DOKUMENT:
• • • • •

Aber entgegen der jemenitischen Verfassung, die eigentlich einen "kompetitiven Wahlprozess" für die Bestimmung des Staatspräsidenten vorsieht, gibt es nicht mehr viel zu wählen. Nur einen offiziellen Kandidaten wird es geben, sein Name steht schon längst fest: der bisherige Vizepräsident und "treue Diener Salehs" Abd Rabbo Mansur Hadi soll sein Mandat für eine Übergangszeit von zwei Jahren ausüben. Erst anschließend sind Parlamentswahlen sowie eine erneute Präsidentenwahl geplant.

Grundlage für die Wahl Hadis ist ein vom Golfkooperationsrat der sechs konservativen Monarchien Saudi-Arabien, Kuwait, Bahrain, Katar, Oman und Vereinigte Arabische Emirate vorgelegtes Abkommen über eine geregelte Machtübergabe, das im Dezember 2011 zur Gründung einer Regierung der nationalen Einheit führte. Auch Saleh hatte es nach langem Hin und Her im November unterzeichnet. Im Gegenzug erhielt Saleh absolute Strafffreiheit, obwohl ihm eigentlich wegen des Todes von Demonstranten während der regierungsfeindlichen Massenproteste der vergangenen Monate der Prozess gemacht werden sollte.

• • • • •

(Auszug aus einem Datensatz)
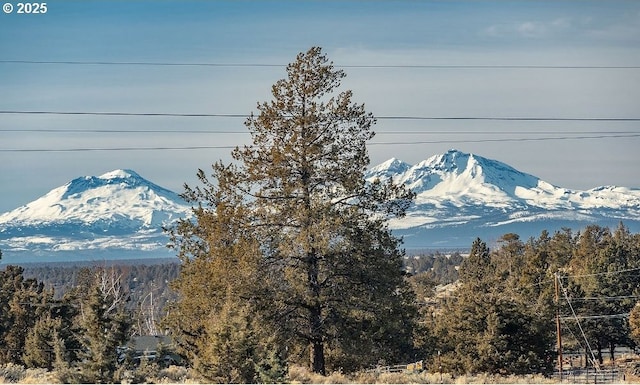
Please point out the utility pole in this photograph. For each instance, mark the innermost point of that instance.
(558, 329)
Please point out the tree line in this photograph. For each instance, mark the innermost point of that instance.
(288, 260)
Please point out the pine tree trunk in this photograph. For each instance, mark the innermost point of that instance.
(315, 317)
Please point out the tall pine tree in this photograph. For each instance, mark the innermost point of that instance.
(330, 272)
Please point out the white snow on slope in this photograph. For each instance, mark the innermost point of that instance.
(118, 196)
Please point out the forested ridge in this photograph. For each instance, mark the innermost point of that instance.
(288, 262)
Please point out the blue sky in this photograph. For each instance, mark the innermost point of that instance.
(453, 34)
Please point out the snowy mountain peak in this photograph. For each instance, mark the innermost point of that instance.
(121, 173)
(120, 198)
(391, 166)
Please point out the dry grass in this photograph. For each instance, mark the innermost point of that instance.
(298, 375)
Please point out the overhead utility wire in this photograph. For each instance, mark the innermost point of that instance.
(87, 149)
(382, 117)
(372, 66)
(381, 132)
(566, 296)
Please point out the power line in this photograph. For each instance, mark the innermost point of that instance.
(383, 117)
(549, 138)
(160, 148)
(378, 132)
(276, 65)
(605, 273)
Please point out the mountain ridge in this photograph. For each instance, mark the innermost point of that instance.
(462, 196)
(459, 196)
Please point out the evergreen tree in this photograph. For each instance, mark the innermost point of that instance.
(104, 323)
(484, 328)
(297, 206)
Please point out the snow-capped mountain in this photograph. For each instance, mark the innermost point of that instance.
(459, 197)
(119, 212)
(462, 196)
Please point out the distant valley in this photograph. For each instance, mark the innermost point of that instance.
(460, 196)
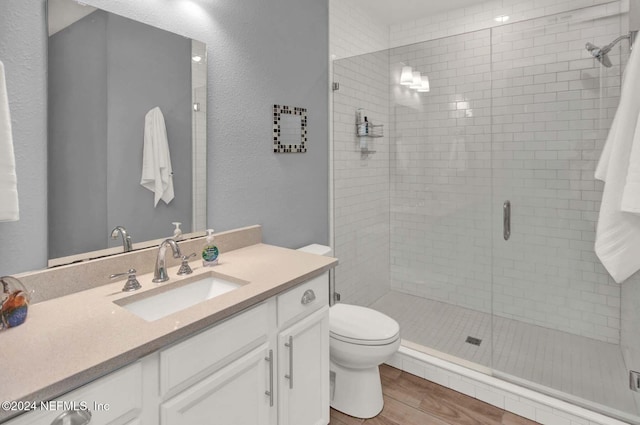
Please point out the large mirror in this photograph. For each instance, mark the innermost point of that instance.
(127, 132)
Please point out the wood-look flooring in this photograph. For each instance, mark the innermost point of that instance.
(410, 400)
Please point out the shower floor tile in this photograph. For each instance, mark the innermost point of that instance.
(583, 367)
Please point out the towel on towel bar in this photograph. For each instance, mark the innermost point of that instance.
(157, 174)
(8, 181)
(618, 232)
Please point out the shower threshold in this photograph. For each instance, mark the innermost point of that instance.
(577, 369)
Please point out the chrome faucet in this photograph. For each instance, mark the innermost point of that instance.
(126, 238)
(160, 272)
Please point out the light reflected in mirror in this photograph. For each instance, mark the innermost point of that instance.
(106, 72)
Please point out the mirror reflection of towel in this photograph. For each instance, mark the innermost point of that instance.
(8, 180)
(157, 174)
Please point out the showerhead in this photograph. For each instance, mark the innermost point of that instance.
(600, 53)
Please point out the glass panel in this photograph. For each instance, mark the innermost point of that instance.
(361, 178)
(557, 311)
(440, 197)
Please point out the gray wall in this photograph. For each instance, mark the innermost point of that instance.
(105, 73)
(148, 67)
(77, 141)
(260, 53)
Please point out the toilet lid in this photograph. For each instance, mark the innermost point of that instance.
(361, 325)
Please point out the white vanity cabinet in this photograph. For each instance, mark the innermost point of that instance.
(233, 395)
(222, 375)
(303, 385)
(303, 359)
(266, 365)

• • • • •

ZU ERLEDIGENDE AUFGABEN:
• A. Schreiben Sie aus dem Text über die Präsidentenwahl im Jemen die Passage zwischen "Aber entgegen der" und "erneute Präsidentenwahl geplant.", beide eingeschlossen, wortgetreu ab.
• B. Für welchen Zeitraum soll Hadi laut dem Text über die Präsidentenwahl im Jemen sein Mandat ausüben?
• C. Führen Sie den Text über die Präsidentenwahl im Jemen im Anschluss an seinen letzten Satz weiter.

DIE LÖSUNGEN:
• A.
Aber entgegen der jemenitischen Verfassung, die eigentlich einen "kompetitiven Wahlprozess" für die Bestimmung des Staatspräsidenten vorsieht, gibt es nicht mehr viel zu wählen. Nur einen offiziellen Kandidaten wird es geben, sein Name steht schon längst fest: der bisherige Vizepräsident und "treue Diener Salehs" Abd Rabbo Mansur Hadi soll sein Mandat für eine Übergangszeit von zwei Jahren ausüben. Erst anschließend sind Parlamentswahlen sowie eine erneute Präsidentenwahl geplant.

• B. Für eine Übergangszeit von zwei Jahren.

• C.
Wahl von Gewalt begleitet

Ein umstrittenes Zugeständnis also, das wiederum gewaltsame Proteste im Land schürte. Bis zur kommenden Wahl am Dienstag bleibt der 69-jährige Saleh formell als "Ehrenpräsident" im Amt - obwohl er sich seit geraumer Zeit in den USA befindet. Bereits im Juni vergangenen Jahres hatte Saleh das Land wegen medizinischer Behandlungen im Ausland verlassen, da er bei einem Angriff auf seinen Präsidentenpalast schwer verletzt worden war. Auch in dieser Zeit hatte Hadi gemäß der Verfassung als De-facto-Präsident des Landes amtiert.

Das kommende Votum wird von schwerer Gewalt überschattet, zumal die Regierung in Sanaa durch die langen Proteste die Kontrolle über ganze Regionen des Landes verloren hat. Im Norden liefern sich schiitische Rebellen und sunnitische Islamisten immer wieder Kämpfe, und im Jänner übernahm die radikal-islamische Terrorgruppe Al-Kaida vorübergehend die Kontrolle über die Stadt Radda. Der Süden wird unterdessen von Anschlägen der Separatisten erschüttert, die sich für eine erneute Abspaltung des Südjemen einsetzen, der vor 1990 noch eine eigene, sozialistisch geprägte Volksrepublik war. Vor allem in der südjemenitischen Hauptstadt Aden kam es immer wieder zu Anschlägen auf Wahlbüros und Drohungen gegen Wahlteilnehmer.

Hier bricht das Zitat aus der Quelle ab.